Stored items.

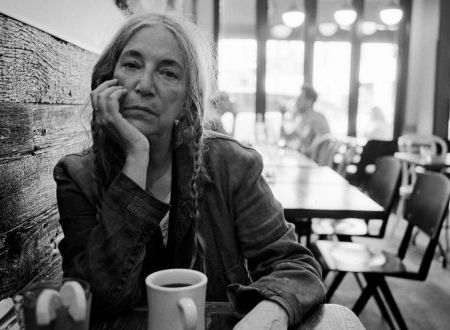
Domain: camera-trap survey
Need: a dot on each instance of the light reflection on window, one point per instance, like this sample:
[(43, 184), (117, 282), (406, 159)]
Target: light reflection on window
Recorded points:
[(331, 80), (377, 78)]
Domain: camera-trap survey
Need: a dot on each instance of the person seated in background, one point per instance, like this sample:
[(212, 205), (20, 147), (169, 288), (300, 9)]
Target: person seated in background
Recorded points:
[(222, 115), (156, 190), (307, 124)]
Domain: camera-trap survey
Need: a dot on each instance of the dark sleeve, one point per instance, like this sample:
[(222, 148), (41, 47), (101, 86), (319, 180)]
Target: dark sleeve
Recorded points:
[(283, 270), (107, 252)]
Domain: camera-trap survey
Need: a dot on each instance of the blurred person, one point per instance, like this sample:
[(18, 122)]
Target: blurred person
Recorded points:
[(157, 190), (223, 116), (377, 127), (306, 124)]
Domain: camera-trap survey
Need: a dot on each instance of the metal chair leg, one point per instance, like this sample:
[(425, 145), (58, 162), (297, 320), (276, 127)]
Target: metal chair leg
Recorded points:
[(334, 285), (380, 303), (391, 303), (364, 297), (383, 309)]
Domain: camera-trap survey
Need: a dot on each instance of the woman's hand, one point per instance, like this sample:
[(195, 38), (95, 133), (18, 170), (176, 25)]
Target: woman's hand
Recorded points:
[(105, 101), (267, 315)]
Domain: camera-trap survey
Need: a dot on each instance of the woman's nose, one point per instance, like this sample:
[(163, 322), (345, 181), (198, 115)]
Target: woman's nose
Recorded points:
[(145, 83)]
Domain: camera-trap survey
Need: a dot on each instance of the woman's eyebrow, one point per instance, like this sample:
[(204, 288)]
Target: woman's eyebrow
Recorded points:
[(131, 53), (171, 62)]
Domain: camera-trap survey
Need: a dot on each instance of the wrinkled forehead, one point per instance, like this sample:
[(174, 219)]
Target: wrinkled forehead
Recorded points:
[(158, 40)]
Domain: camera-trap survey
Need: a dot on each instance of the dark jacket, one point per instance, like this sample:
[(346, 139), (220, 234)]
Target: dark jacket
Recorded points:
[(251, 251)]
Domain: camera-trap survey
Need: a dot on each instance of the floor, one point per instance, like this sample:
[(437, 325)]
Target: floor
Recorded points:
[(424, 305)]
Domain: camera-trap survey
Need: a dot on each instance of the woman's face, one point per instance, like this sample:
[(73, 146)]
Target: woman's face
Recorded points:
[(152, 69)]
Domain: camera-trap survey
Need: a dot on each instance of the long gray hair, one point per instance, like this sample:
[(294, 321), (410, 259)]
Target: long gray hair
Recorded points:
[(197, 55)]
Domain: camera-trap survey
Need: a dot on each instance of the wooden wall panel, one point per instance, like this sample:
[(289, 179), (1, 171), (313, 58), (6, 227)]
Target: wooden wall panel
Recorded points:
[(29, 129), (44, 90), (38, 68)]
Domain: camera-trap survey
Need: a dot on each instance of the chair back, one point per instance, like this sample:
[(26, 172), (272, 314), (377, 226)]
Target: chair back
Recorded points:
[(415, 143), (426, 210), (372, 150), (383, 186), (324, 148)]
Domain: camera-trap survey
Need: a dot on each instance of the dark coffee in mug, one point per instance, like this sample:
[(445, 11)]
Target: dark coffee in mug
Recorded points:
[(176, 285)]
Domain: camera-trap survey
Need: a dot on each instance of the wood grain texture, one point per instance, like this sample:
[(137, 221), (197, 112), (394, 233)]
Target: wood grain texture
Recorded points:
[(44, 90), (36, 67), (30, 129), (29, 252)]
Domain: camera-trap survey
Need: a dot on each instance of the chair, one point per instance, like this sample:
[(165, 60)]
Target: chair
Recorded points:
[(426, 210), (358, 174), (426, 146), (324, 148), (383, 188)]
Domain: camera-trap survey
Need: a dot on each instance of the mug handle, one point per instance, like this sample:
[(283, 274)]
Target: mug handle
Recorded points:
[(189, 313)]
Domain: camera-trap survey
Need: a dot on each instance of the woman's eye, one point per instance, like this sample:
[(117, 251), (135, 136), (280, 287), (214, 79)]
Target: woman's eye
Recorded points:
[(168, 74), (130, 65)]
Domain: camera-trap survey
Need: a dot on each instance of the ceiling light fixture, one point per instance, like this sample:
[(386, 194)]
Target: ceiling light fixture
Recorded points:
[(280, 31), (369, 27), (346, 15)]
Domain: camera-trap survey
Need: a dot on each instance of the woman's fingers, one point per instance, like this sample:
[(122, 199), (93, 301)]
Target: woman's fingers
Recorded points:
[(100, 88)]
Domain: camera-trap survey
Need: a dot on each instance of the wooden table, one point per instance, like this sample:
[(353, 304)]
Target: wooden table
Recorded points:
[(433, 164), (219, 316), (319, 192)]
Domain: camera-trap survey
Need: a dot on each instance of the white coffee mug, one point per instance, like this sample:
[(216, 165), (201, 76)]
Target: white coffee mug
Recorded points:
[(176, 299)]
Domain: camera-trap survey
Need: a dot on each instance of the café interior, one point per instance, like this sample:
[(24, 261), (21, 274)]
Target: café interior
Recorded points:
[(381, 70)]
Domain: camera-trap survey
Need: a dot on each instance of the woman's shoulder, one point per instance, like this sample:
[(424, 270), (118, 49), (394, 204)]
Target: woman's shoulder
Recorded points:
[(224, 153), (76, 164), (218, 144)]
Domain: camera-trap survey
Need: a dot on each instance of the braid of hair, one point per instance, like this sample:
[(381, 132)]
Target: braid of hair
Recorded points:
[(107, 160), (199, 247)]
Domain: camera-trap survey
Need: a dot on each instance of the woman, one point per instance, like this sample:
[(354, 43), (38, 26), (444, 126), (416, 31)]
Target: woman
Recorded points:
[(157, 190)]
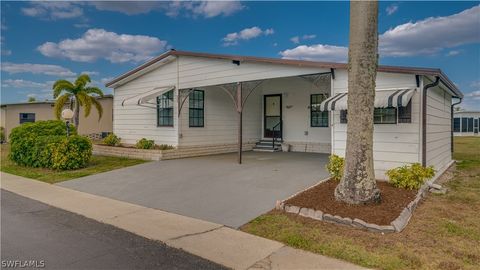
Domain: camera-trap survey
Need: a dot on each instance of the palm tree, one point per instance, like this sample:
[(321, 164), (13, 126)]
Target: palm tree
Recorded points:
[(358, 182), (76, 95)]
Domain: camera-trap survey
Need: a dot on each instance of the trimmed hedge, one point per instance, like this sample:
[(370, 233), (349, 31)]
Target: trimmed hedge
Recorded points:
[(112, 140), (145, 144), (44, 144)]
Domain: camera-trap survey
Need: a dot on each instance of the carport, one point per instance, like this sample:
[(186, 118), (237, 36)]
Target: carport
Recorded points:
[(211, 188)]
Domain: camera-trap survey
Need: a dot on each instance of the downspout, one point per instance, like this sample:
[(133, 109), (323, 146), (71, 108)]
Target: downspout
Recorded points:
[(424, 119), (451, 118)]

--

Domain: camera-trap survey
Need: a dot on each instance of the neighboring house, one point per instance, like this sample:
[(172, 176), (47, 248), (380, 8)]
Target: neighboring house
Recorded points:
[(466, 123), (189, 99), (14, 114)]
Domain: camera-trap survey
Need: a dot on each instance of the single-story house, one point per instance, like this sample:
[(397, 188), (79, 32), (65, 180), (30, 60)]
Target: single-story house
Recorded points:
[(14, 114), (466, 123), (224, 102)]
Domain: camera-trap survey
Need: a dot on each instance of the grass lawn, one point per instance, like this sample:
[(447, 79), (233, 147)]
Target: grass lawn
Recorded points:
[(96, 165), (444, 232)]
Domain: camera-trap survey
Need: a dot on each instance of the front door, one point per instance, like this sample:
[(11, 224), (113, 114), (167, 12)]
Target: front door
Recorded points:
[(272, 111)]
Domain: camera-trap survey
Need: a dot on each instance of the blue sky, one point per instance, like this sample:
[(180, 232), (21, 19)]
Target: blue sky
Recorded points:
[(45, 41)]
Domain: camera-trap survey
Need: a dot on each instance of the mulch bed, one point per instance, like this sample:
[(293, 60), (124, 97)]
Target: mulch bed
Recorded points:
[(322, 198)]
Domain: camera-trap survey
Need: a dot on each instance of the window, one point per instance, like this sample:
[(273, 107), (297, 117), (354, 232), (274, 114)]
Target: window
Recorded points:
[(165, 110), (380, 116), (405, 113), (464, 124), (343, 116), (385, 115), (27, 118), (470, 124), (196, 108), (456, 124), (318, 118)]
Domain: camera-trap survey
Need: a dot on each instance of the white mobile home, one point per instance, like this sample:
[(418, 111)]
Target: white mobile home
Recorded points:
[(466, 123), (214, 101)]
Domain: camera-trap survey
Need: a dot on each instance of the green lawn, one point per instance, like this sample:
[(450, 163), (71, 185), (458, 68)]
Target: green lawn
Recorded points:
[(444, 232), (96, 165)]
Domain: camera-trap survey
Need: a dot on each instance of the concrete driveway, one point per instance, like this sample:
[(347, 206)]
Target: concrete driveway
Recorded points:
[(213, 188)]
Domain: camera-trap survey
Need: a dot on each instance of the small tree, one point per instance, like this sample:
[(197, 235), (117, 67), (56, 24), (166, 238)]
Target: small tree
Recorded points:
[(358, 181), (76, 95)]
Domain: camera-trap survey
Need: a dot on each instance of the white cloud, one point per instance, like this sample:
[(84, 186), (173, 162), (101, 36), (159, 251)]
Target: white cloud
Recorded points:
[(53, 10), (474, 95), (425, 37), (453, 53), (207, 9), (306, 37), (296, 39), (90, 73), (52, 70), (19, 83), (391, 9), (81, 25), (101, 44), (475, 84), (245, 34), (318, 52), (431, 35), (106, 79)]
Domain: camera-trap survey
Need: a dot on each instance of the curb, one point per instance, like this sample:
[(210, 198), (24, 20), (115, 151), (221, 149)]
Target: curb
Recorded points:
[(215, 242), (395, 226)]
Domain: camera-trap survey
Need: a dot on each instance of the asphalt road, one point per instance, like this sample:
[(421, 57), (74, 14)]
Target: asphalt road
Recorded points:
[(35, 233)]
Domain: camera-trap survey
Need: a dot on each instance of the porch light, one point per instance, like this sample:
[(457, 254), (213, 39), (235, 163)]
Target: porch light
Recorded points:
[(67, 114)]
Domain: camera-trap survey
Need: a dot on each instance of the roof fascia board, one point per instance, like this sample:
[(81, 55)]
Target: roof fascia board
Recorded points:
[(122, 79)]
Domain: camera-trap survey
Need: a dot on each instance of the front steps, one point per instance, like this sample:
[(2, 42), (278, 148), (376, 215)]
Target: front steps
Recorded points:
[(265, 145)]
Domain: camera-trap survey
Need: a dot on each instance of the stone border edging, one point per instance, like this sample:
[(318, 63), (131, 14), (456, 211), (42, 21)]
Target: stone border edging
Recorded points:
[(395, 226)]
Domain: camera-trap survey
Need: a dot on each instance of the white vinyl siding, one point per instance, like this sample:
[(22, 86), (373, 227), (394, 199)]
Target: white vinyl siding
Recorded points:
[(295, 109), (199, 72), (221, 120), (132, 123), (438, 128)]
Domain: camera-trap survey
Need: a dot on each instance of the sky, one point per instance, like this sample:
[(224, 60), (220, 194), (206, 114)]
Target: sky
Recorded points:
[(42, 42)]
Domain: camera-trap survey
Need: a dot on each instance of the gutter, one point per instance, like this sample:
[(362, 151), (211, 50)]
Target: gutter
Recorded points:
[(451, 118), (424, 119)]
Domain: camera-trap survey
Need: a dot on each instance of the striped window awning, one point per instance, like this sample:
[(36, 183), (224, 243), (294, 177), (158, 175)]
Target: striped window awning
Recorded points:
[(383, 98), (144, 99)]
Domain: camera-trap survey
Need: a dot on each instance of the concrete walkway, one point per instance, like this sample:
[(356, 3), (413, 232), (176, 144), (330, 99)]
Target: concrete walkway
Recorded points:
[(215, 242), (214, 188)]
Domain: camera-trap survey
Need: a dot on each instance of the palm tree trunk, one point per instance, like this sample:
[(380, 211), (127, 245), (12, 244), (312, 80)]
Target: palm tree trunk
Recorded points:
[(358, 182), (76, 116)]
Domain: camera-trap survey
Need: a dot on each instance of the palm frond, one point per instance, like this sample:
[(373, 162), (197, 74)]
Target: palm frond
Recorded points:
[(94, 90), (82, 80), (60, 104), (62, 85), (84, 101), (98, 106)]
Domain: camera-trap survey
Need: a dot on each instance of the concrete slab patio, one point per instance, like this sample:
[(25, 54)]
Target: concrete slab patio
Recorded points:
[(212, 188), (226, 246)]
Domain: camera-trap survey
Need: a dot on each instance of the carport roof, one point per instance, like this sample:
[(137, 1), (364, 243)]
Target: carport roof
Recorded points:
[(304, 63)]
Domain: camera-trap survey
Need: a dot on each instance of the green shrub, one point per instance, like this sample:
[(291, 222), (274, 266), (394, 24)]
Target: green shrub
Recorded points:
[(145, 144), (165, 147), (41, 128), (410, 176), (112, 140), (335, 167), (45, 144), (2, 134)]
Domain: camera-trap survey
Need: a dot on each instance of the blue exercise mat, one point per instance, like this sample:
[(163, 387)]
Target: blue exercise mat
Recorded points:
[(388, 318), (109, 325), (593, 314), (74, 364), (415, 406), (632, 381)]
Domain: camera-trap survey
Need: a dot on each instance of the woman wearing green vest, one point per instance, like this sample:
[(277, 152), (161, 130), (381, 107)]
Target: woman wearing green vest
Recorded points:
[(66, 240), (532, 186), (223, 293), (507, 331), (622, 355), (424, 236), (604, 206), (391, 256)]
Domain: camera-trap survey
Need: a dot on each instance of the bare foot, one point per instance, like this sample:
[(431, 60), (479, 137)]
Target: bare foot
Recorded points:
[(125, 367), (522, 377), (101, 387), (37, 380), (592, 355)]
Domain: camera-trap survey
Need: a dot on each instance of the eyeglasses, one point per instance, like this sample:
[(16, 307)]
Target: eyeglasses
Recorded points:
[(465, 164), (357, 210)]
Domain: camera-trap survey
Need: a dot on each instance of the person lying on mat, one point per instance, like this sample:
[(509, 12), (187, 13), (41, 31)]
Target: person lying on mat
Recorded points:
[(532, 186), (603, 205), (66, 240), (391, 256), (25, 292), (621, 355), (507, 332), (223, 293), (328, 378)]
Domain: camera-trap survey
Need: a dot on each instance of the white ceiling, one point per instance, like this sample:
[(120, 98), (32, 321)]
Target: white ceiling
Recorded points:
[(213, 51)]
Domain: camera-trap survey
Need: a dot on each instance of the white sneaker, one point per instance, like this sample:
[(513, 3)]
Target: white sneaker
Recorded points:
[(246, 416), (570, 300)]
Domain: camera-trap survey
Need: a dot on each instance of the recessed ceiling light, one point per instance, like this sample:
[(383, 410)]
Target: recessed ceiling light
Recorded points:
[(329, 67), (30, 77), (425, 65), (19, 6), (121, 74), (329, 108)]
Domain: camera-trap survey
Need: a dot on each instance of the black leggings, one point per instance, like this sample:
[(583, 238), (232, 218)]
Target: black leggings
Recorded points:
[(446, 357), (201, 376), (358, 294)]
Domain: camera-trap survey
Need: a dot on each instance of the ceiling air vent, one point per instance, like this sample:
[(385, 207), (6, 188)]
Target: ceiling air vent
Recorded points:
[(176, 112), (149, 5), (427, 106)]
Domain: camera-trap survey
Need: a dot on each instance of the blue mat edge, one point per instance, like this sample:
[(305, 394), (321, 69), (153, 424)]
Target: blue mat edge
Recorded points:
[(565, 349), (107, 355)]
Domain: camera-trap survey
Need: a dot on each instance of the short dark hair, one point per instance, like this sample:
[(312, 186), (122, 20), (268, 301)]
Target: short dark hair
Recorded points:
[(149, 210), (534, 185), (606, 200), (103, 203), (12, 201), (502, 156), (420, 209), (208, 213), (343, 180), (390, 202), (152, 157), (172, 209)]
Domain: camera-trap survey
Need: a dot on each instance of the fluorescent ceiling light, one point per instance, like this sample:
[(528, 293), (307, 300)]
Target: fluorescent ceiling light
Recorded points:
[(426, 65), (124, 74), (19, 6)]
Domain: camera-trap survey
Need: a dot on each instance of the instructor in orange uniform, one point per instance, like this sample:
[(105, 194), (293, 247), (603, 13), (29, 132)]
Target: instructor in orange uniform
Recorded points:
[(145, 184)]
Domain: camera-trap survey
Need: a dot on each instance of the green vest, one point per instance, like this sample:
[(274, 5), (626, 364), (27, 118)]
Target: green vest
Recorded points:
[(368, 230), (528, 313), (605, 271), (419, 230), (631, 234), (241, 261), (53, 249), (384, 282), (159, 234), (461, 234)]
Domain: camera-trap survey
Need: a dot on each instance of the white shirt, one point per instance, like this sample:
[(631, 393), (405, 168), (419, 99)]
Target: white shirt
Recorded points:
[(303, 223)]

What is being asked. Pull out every line from the entries above that contains the word "dark". List those lines and leave out all the others.

Correct response.
Need: a dot on each instance of the dark sleeve, one point per instance, like this sample:
Target: dark sleeve
Need: a dot on each instance of the dark jacket, one point per instance, like this sample:
Target: dark jacket
Need: a dot on each instance of the dark coffee in mug, one point per instance, like this sample:
Target: dark coffee in mug
Need: a dot on each instance of the short dark hair, one point per instance, like this sample:
Target: short dark hair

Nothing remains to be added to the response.